▸ **INSTRUCTIONS FOR THE TASK**: Copy out the items below, swapping each "feeding port" for "nectar port" and changing nothing else. Omit the pictures.

▸ **RECORDS PROVIDED**:
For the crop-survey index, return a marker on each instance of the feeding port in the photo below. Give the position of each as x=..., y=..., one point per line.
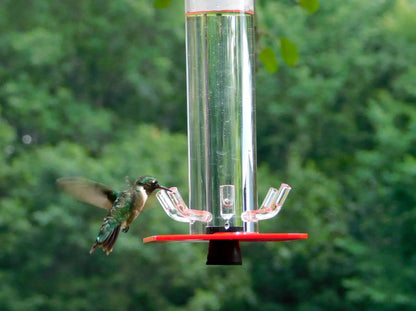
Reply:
x=222, y=135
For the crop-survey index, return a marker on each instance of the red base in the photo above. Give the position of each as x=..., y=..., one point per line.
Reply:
x=240, y=236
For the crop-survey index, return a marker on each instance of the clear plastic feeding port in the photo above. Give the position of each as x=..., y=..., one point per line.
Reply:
x=176, y=208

▸ **WRITTEN SOLUTION**:
For the crop-survey index, return a marker on each instance of the nectar port in the photo below. Give the position of each as x=..., y=..., one point per line.
Reply:
x=222, y=135
For the crop-survey index, return a marker on each instance of the red base in the photo above. Give the position of each as x=..., y=..., one point per line.
Reply:
x=240, y=236
For the crop-survey index, return a marker on each instance of the clear plastic nectar port in the photo above. Give the position of each as x=..., y=..., one point per line.
Reply:
x=176, y=208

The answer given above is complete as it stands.